** Start INPUT **

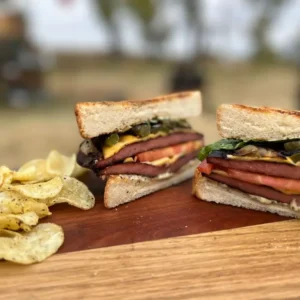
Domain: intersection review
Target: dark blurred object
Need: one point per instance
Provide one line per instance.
(21, 78)
(186, 77)
(298, 86)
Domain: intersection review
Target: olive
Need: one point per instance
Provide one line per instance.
(156, 128)
(142, 130)
(292, 146)
(295, 158)
(182, 123)
(112, 139)
(154, 121)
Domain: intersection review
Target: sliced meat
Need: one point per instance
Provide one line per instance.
(168, 151)
(254, 189)
(146, 169)
(160, 142)
(255, 166)
(286, 185)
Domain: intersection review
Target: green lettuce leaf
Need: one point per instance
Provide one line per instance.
(224, 144)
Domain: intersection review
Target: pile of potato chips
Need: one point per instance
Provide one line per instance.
(25, 198)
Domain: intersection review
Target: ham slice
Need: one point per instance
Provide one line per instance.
(285, 185)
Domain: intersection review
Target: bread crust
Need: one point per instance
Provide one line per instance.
(260, 123)
(82, 108)
(212, 191)
(121, 189)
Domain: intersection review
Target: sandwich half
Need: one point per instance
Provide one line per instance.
(139, 147)
(257, 163)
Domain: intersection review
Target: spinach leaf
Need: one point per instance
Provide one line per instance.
(224, 144)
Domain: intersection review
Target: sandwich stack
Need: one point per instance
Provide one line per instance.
(139, 147)
(257, 163)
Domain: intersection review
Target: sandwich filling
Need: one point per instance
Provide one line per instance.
(269, 170)
(152, 149)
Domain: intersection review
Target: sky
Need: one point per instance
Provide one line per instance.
(74, 25)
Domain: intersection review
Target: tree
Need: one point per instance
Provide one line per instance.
(267, 11)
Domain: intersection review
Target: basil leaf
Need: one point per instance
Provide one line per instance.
(224, 144)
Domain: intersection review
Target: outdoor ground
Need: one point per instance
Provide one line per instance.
(32, 133)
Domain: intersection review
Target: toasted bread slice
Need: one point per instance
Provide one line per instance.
(121, 189)
(95, 118)
(213, 191)
(257, 123)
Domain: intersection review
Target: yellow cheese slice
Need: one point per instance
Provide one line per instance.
(268, 159)
(127, 140)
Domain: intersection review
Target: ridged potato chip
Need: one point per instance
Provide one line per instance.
(74, 193)
(14, 203)
(19, 221)
(60, 165)
(35, 246)
(8, 233)
(42, 190)
(32, 171)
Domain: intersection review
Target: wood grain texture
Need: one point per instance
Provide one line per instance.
(168, 213)
(256, 262)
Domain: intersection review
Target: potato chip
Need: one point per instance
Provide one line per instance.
(60, 165)
(6, 175)
(8, 233)
(43, 190)
(32, 171)
(35, 246)
(74, 193)
(21, 221)
(14, 203)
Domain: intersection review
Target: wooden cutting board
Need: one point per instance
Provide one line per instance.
(168, 213)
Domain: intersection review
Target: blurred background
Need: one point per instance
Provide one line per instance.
(54, 53)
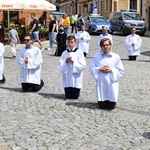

** End INPUT **

TASK STATEMENT = Pull out each line above that contains the word "sandwich".

RESPONSE TO THE EXERCISE =
Target: sandwich half
Target: sandwich stack
Target: sandwich filling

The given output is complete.